SOURCE MATERIAL:
---

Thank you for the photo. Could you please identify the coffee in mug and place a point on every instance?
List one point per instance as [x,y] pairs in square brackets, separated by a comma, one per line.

---

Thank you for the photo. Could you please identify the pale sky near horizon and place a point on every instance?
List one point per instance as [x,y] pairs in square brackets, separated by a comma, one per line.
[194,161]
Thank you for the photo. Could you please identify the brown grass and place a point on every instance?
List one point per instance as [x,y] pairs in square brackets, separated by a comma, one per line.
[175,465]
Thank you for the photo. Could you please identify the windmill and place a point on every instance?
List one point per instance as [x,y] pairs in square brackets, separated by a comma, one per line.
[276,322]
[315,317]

---

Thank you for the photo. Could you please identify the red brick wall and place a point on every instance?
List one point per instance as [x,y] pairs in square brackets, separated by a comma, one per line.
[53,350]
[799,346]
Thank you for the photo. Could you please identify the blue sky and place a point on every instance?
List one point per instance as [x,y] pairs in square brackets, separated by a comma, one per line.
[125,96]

---

EXERCISE BRIEF: Copy out every line of the items above that contains the word "coffee". Treat uppercase and lowercase as different, so only an exact case match counts.

EXERCISE ANSWER:
Thank you for the photo. Could you please identify the coffee in mug and place a point on every instance?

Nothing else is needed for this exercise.